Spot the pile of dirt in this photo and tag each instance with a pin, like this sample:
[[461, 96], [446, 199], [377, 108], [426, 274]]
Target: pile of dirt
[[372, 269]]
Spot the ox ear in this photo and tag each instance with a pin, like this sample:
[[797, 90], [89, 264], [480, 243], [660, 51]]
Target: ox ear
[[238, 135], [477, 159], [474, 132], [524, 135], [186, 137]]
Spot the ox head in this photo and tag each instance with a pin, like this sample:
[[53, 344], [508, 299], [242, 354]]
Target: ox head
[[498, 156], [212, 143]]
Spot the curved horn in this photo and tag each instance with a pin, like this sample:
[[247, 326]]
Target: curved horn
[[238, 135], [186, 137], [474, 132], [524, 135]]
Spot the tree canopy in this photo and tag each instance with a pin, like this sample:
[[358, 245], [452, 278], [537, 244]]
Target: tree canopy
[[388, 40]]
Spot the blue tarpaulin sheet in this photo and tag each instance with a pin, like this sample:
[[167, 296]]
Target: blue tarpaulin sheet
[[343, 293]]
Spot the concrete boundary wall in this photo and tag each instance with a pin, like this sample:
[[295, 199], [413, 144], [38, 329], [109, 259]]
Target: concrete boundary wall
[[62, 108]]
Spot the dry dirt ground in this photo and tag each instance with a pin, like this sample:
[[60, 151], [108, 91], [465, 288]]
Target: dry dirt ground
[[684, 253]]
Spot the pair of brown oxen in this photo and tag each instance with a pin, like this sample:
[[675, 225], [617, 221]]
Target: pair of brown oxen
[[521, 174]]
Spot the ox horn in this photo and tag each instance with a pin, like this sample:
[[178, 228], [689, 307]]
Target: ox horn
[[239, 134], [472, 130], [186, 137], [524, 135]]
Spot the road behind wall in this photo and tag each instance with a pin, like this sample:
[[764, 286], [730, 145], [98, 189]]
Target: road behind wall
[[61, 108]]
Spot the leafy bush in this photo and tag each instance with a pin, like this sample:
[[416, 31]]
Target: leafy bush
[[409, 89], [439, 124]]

***

#### TASK DETAILS
What you should produce is an exact copy of the records above.

#### ANSWER TO THIS TASK
Spot the pile of dirt in this photo and tag each instance with a pin, like this sample:
[[461, 96], [446, 199], [377, 108], [426, 274]]
Target: pile of dirt
[[372, 269]]
Spot the ox ear in this photo and tag each instance with a pin, like this sample:
[[797, 90], [89, 264], [480, 243], [660, 51]]
Target: ox ear
[[238, 135], [477, 159], [474, 132], [524, 135], [186, 137]]
Spot the ox head in this photo and tag each instance with a pin, like this sample:
[[53, 344], [508, 299], [242, 354]]
Target: ox head
[[498, 156], [212, 143]]
Spot the curved horn in this photo and tag each instance with a pin, like this sample:
[[247, 326]]
Target: curved horn
[[238, 135], [186, 137], [474, 132], [524, 135]]
Spot the tree canopy in this photo and tag each instance with a pin, like this sample:
[[358, 245], [452, 278], [537, 244]]
Target: tree canopy
[[388, 40]]
Spot the blue tarpaulin sheet in this photo and tag each instance with a pin, like this sample:
[[167, 296]]
Target: blue tarpaulin sheet
[[343, 293]]
Spot the concrete boundary wall in this photo and tag each instance with a pin, like this sample:
[[295, 199], [413, 144], [38, 329], [109, 259]]
Target: concrete boundary wall
[[62, 108]]
Spot the dry dirt ground in this photo and tag each instance with a pin, like this sample:
[[60, 151], [108, 91], [465, 288]]
Target: dry dirt ground
[[684, 253]]
Spot the pair of brown oxen in this photo and tag each instance with a pin, like this sample:
[[675, 225], [617, 221]]
Target: pair of brown oxen
[[521, 174]]
Spot the ox horn in this photo and tag each instance with a pin, like this sample:
[[178, 228], [689, 307]]
Target: ox horn
[[239, 134], [472, 130], [186, 137], [524, 135]]
Spot the road behind wall in this photo and tag each instance with a pin, like this sample:
[[764, 286], [730, 145], [98, 189]]
Target: road behind wall
[[61, 108]]
Spot the leafy bush in this photo and tag each instance with a pin, like this sample:
[[416, 31]]
Target: leafy bush
[[409, 89], [439, 124]]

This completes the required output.